## EXTRACT
※
# Best car for kayakers



## joey (Jul 5, 2008)

Dear AKFF members, 
I have recently been dispossessed of my trusty '98 Prado  and now have around *$15,000* to spend on a replacement vehicle. Although I've searched the net, I cannot find a car review that's specifically written with kayakers in mind. So I thought I'd ask the people in the know: *What are the best cars for kayakers?*

Right now I am considering the *Nissan X-trail* (older model), *Subaru Forester*, *Ford Territory*, and *Honda CR-V*, but I'm open to other suggestions.

I have a Hobie Outfitter so there is twice as much gear as a single seat yak, so luggage space is important. Other considerations include the way the boot opens, where the aerial is located and the height of the vehicle. Preferably, I'd like to be able to load the yak on the roof by myself. With a baby on the way, of course it needs space for a baby seat but I think most cars are capable of that.  
I'm looking forward to hearing which cars you have found to be perfect for kayaking, camping and fishing adventures and also, which ones to avoid.

Sincerely,

Joey


----------



## Davey G (Jan 15, 2006)

I have a Ford Escape and find its a great all rounder - maybe a tad taller than the Forester (not much though) and not as tall as a Prado/Territory. Fits plenty of gear and is a comfortable and reliable mid-size 4WD. $15,000 should pick you up a good 2005-6 model so they are also good value for the $$.


----------



## Guest (Dec 2, 2009)

Any car will do the job, although I must admit after moving from an X-Trail to a dual cab 08 ML Triton 4x4 Ute, I would probably lean toward the ute.

I can throw my gear in the back regardless of how stinky or wet it is, yet everything is still nice and secure with a hard tonneau - I leave all my gear in there permanantly now, all I need to do before a trip is load the yak on the roof racks and off I go.

+ vote Ute of any variety 8)


----------



## Marty75 (Oct 23, 2007)

I'm in the same dilemma myself at the moment (with a 10 week old baby) and want to upgrade from my VW Golf.

I haven't decided on the car yet but am leaning towards an X-Trail but had my eye on a Forester (02-05 model) early on.

One thing to consider with the Forester is the back seat room. Prior to bub being born we took our capsule to a dealer to try out in the Forester but there was bugger all room to fit the capsule in the back.... Front passenger seat had to be pushed quite far forward to accomodate the capsule. Baby seat shouldn't be a problem but if you're going to be transporting baby in your 'yak' car in the first 6 months or so, take the capsule with you to all the cars you're checking out and make sure it fits.

Good luck with the decision and let us know how you go.

Marty


----------



## joey (Jul 5, 2008)

Thanks for the advice guys. 
A dual-cab ute was one of my initial options, however it was swiftly vetoed by the wife. I also looked at some Mazda Tributes which are very similar to the Ford Escape, but I prefer the chilling glove box on the X-trail.
Having a ute - do you find that when anyone needs to move something, or have just bought a fridge, that they will ask you to help them, or lend them your ute? I think that would get annoying, unless they pay you a case of beer or something.
※
## REQUIRED WORK
1 > Answer these questions about the forum thread on cars for kayakers:
(a) How much money does joey have to spend on a replacement vehicle?
(b) What vehicle does Davey G own?
(c) Who vetoed the dual-cab ute that joey first considered?
2 > Please print the forum thread on cars for kayakers from "Right now I" up to and including "ones to avoid.", word for word.

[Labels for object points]
※
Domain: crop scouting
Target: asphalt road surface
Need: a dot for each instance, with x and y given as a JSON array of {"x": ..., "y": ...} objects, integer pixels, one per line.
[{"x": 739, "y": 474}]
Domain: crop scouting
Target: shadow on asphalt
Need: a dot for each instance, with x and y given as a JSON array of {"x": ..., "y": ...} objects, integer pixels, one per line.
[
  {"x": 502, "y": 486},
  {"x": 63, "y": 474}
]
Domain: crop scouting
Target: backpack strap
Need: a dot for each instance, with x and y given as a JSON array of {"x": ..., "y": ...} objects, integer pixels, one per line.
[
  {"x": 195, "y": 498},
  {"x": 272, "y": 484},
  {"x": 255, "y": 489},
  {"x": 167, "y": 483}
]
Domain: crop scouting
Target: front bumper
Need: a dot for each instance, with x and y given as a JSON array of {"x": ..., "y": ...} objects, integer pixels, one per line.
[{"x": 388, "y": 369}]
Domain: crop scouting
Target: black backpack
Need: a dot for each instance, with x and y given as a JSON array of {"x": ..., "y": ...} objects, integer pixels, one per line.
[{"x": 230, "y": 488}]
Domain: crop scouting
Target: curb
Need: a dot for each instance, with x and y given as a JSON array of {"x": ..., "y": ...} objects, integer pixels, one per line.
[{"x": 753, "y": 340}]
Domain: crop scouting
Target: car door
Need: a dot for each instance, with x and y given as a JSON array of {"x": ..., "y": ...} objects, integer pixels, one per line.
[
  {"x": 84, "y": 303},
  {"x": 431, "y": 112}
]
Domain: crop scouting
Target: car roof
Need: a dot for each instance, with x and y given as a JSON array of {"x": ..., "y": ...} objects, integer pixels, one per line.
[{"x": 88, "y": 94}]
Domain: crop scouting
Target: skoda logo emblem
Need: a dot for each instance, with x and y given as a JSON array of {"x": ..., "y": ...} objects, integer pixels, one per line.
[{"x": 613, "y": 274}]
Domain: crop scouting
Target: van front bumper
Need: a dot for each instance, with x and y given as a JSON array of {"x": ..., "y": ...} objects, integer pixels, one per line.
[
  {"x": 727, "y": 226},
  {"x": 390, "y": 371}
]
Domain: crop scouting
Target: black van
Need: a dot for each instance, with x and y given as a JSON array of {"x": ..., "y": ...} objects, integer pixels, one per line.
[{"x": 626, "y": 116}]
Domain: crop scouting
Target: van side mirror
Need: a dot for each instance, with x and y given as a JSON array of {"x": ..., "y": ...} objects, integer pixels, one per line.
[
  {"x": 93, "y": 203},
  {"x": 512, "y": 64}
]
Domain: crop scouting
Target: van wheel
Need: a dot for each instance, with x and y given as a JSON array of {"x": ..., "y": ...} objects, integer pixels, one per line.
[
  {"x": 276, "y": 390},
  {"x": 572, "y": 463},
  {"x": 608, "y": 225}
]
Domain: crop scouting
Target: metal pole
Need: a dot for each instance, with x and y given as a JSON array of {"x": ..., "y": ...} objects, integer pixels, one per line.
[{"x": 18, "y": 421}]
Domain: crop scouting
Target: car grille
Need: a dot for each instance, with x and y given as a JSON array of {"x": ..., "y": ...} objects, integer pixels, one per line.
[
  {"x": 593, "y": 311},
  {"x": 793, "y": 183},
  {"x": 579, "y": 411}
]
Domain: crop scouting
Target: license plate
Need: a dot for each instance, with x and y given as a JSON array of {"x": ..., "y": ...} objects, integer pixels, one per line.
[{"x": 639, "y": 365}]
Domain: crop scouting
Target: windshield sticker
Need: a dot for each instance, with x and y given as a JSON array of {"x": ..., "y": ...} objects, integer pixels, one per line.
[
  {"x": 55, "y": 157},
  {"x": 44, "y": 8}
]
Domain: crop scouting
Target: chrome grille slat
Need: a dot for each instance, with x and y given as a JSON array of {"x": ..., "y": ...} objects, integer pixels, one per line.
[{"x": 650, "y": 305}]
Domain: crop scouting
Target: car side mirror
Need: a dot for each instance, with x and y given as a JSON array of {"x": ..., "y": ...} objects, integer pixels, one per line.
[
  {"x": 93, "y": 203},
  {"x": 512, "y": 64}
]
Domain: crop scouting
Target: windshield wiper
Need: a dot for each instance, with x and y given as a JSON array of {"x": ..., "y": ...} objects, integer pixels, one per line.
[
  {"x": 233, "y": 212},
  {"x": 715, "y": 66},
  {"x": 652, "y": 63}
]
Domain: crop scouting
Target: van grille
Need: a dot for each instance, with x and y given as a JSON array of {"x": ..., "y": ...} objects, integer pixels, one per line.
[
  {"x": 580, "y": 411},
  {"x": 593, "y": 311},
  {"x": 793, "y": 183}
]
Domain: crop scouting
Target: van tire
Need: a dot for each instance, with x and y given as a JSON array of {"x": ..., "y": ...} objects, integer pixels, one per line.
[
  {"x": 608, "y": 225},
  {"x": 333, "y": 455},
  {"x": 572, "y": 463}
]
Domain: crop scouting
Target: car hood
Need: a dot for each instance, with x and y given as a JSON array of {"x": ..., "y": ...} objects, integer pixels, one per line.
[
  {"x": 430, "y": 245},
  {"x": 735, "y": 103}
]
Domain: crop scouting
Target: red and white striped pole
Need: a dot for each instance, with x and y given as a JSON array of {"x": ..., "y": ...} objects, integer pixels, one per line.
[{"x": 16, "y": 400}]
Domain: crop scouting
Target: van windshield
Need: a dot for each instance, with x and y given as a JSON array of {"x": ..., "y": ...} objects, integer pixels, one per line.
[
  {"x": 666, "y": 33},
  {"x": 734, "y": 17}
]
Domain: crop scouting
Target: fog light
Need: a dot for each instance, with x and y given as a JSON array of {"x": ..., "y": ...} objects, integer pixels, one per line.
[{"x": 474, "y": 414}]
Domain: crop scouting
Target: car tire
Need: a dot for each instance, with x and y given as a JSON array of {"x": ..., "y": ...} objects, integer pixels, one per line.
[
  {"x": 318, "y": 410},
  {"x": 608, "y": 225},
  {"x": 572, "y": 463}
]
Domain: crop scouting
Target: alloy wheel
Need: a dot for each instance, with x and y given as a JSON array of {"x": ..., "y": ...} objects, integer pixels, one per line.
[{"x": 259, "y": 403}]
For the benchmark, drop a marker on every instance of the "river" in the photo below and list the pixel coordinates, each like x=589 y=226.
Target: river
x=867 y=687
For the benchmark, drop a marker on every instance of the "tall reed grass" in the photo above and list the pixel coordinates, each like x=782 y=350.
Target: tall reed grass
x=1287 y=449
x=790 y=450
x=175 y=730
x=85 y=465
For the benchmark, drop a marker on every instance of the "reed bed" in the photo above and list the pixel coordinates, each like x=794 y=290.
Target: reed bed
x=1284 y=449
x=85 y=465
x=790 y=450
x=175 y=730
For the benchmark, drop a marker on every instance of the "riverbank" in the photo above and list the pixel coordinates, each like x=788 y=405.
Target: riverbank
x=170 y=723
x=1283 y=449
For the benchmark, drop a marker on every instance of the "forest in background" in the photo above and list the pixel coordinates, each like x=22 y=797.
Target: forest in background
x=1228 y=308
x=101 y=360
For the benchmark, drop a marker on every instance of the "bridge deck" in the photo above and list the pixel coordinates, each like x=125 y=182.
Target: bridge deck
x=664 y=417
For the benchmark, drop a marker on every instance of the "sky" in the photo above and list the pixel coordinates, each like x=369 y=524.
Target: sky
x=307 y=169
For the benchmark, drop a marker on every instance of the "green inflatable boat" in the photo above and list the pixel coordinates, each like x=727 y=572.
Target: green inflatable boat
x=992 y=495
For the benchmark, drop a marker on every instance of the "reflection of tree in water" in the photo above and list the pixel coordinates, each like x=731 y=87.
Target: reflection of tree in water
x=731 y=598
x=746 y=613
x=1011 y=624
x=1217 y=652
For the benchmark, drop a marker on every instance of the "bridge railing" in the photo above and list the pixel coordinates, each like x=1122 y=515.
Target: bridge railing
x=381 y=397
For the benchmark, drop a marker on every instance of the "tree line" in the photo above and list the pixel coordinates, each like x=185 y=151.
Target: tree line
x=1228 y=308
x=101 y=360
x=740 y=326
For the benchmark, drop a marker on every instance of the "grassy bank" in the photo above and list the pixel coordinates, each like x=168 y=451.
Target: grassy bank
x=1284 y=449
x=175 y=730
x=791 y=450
※
## RESPONSES BY TASK
1 >
(a) Around $15,000.
(b) A Ford Escape.
(c) Joey's wife.

2 >
Right now I am considering the *Nissan X-trail* (older model), *Subaru Forester*, *Ford Territory*, and *Honda CR-V*, but I'm open to other suggestions.

I have a Hobie Outfitter so there is twice as much gear as a single seat yak, so luggage space is important. Other considerations include the way the boot opens, where the aerial is located and the height of the vehicle. Preferably, I'd like to be able to load the yak on the roof by myself. With a baby on the way, of course it needs space for a baby seat but I think most cars are capable of that.  
I'm looking forward to hearing which cars you have found to be perfect for kayaking, camping and fishing adventures and also, which ones to avoid.